§ AIM OF THE EXERCISE: Count the lines in the data below that contain the string "Target", with case counting. Reply with the number only.
* begin DATA EXTRACT *
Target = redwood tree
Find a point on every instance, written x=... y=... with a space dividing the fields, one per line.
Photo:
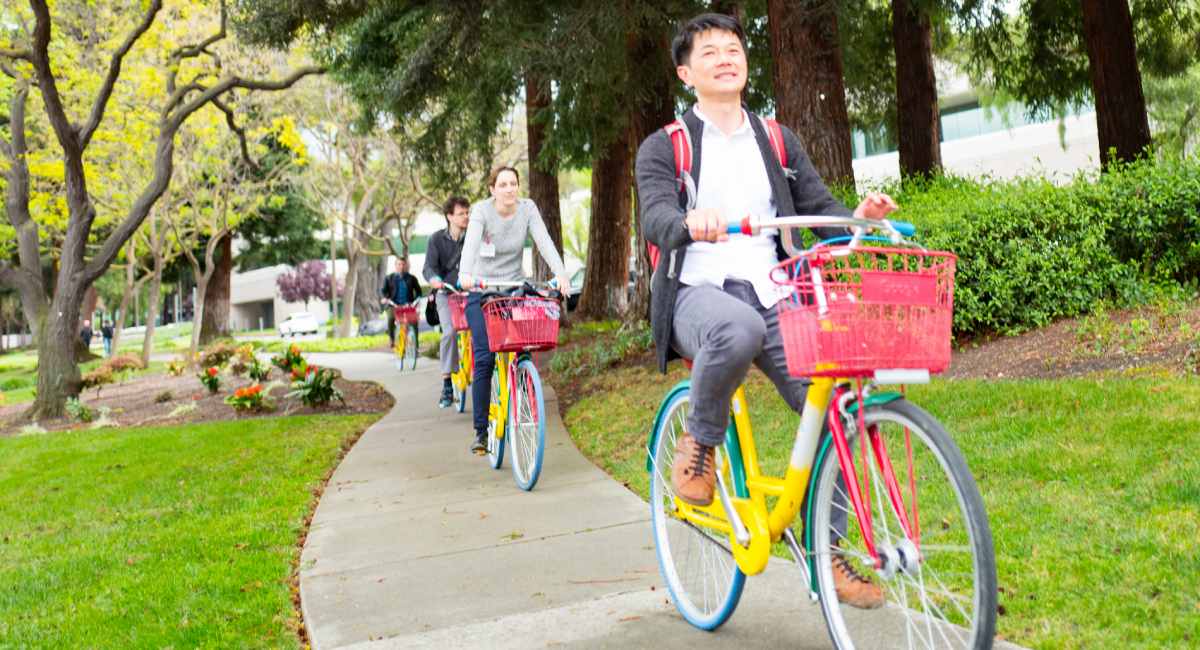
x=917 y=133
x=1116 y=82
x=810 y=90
* end DATA EXTRACT *
* begin DATA EXTRACT *
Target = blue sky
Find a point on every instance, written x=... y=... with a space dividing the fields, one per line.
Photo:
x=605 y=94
* end DATA EXTRACT *
§ SOLUTION TO THE PROBLEM: 2